(Testo citato):
******

Da millenni gli esseri umani si affannano per raggiungere la perfezione attraverso innumerevoli forme creative, nel tentativo assiduo di imbrigliare la forza di un’emozione.
Alcuni artisti sono quasi riusciti a raggiungere questo obbiettivo, catturando istanti di pura bellezza che, pur appartenendo ad arti e ad epoche differenti, osservandoli uno accanto all’altro, riescono a parlare all’unisono, sprigionando un unico melodioso suono in grado di suscitare le medesime sensazioni.
Allora ecco che le pennellate sulla tela si fondono con l’inchiostro su un foglio bianco, ecco che il profumo della carta si unisce a quello forte e pregnante della tempera ad olio, ecco che le parole assumono i colori del dipinto e le due opere diventano un tutt’uno.
Non è facile che questo avvenga, ma quando capita è qualcosa di unico, speciale e quasi magico.
Anni fa, mi trovavo seduta su una panchina all’interno di un museo di Berlino, osservando una tela dalla forza emotiva impressionante. Tale era l’energia malinconica e dolorosa che riusciva a sprigionare da farmi scendere ben più di una lacrima, quel dipinto era Il monaco in riva al mare di Caspar David Friedrich.
Mai avrei creduto di poter rivivere quelle sensazioni così brucianti e intense, fino a che mi sono imbattuta in un romanzo, che già dalle prime pagine ha risvegliato quella sensazione di impotenza dinnanzi alla forza delle emozioni, ha risvegliato quella malinconia dolce e dolorosa che arriva dritta allo stomaco.
Sto parlando di Il senso della colpa di Daniel Di Benedetto.

******

(Dati forniti):

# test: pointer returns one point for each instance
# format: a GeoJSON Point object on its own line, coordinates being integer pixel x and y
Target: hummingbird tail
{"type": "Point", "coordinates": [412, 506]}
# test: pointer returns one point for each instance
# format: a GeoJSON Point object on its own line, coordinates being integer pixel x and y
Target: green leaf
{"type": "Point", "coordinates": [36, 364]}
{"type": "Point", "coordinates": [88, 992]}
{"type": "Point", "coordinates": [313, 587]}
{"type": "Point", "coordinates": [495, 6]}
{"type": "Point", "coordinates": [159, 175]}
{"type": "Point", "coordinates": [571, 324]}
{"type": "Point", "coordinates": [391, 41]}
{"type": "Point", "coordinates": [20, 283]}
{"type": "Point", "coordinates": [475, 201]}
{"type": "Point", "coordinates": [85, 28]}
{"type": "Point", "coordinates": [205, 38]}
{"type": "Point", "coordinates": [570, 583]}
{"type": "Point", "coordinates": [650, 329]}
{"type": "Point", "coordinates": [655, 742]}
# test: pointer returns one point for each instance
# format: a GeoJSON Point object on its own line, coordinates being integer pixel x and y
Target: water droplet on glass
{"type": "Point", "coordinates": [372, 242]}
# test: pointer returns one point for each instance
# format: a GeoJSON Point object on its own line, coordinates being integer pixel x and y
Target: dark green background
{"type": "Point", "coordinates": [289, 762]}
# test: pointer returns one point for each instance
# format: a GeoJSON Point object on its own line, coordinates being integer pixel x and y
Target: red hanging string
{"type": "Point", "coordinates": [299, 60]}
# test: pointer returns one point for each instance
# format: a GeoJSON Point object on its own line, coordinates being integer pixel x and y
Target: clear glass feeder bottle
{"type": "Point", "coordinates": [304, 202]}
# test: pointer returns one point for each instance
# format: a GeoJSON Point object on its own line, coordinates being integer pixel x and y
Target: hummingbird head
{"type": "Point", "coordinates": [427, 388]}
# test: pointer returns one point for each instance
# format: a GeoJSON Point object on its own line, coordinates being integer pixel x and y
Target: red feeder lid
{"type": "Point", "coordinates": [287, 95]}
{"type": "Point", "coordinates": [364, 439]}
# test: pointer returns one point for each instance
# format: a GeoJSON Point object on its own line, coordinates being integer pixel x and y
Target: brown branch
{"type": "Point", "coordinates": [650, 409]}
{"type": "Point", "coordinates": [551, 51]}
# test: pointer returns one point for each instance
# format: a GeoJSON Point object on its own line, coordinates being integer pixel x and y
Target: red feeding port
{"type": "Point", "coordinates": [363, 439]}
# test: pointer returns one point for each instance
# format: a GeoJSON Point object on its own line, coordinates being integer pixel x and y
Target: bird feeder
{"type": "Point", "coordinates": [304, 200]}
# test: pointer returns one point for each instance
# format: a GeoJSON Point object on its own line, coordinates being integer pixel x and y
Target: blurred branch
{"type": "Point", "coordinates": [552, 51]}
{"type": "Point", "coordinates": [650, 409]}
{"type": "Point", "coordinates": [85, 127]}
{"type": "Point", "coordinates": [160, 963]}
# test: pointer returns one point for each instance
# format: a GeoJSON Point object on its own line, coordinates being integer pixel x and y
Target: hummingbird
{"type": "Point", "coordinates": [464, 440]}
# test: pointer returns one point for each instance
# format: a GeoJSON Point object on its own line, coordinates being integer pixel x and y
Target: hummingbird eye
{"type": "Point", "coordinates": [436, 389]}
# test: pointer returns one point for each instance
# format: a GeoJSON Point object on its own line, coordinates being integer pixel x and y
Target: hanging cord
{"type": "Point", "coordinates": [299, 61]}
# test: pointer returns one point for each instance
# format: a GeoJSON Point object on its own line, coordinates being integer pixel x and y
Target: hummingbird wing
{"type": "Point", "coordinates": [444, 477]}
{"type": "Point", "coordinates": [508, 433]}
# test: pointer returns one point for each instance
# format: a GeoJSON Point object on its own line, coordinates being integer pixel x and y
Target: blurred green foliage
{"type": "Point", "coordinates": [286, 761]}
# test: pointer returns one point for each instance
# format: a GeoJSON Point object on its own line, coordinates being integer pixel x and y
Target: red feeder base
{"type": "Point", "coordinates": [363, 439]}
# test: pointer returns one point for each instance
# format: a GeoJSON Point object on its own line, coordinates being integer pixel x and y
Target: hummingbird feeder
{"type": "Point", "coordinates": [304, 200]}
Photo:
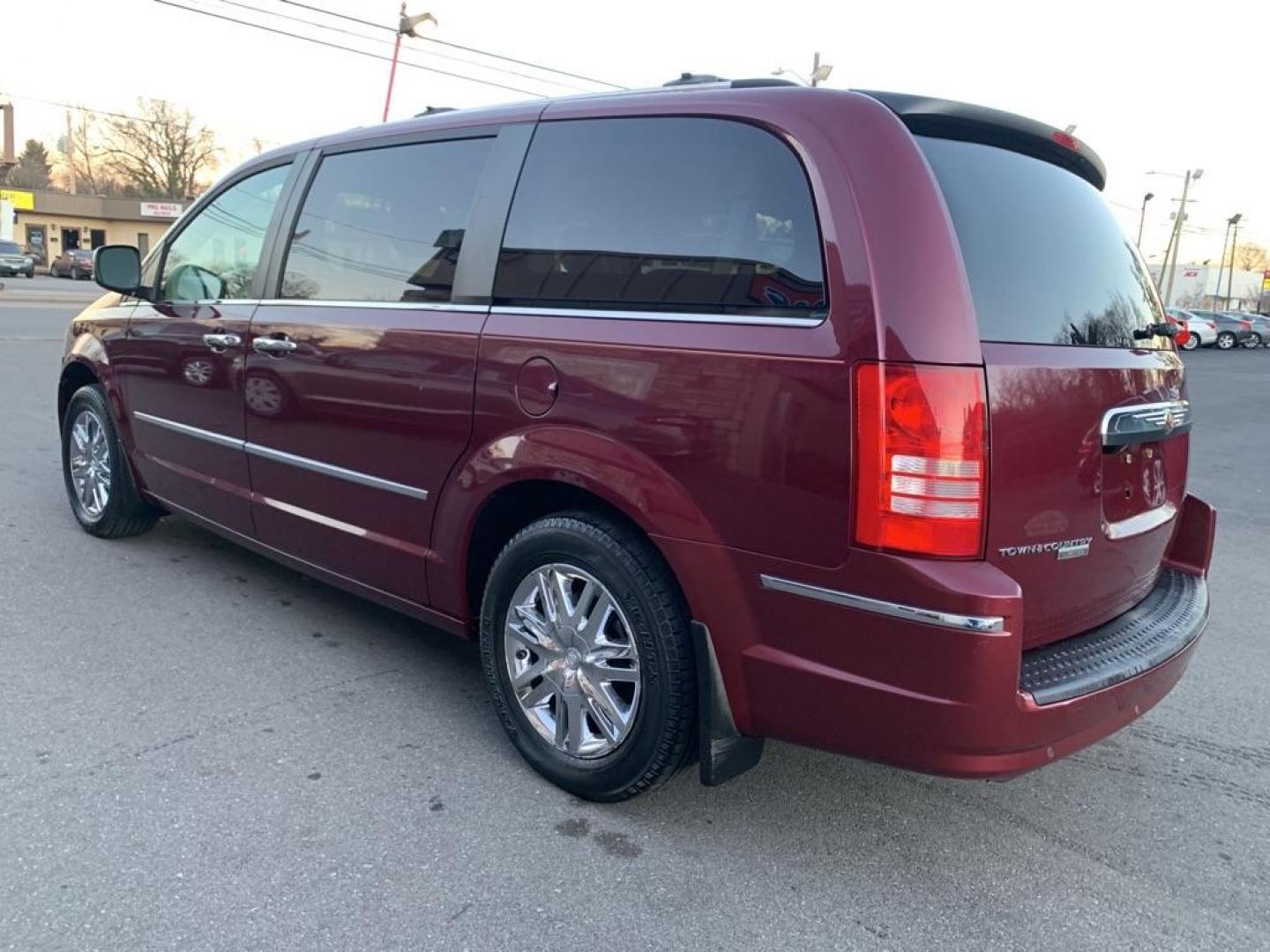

******

(Elenco compiti):
**a)** Rispondi brevemente a queste domande sul testo citato:
(i) In quale città si trovava il museo?
(ii) Quale dipinto di Caspar David Friedrich viene osservato?
(iii) Qual è il titolo del romanzo e chi ne è l'autore?
**b)** Prosegui il testo citato sull'arte e le emozioni, ripartendo subito dopo la frase finale.
Le voci non hanno alcun ruolo in questo lavoro.

(Elenco risposte):
**a)**
(i) A Berlino.
(ii) Il monaco in riva al mare.
(iii) Il senso della colpa, di Daniel Di Benedetto.

**b)**
Questa volta l’incantesimo è riuscito alla perfezione e se non vi dispiace, vorrei essere per voi la voce narrante che vi porterà a scoprire tutti i tasselli che uniscono queste due opere rendendole così simili e uniche nel contempo.
Il monaco in riva al mare fu iniziato da Friedrich, nel 1808, per poi essere portato a compimento solo due anni dopo nel 1810, dopo un lungo processo fatto di ripensamenti, ritocchi e modifiche.
L’artista aveva l’abitudine di progettare i suoi lavori con numerosi schizzi realizzati “en plein air”, all’aria aperta, osservando minuziosamente la realtà per poi estrapolarne, una volta immerso nel silenzio del suo studio, gli elementi più suggestivi e più utili al fine di descrivere l’emozione che la tela definitiva doveva trasmettere.
Di Benedetto riprende un racconto scritto anni prima e lo riporta alla luce dopo un lungo processo di modifiche, esattamente come avvenuto per il dipinto.
Con la stessa tecnica del pittore: sedendosi di fronte alla realtà, all’aperto, studiandone i dettagli, carpendone le sfumature e raccogliendole in appunti che poi, nel silenzio della sua stanza, seleziona al fine di descrivere quelle emozioni così dure da imbrigliare e raccontare, facendo nascere Il senso della colpa
Se ci soffermiamo ad osservare il dipinto il senso di smarrimento è lapalissiano: Friedrich non guida lo sguardo dell’osservatore verso un particolare ma, anzi, lo lascia libero di perdersi davanti all’immensità dello sfondo.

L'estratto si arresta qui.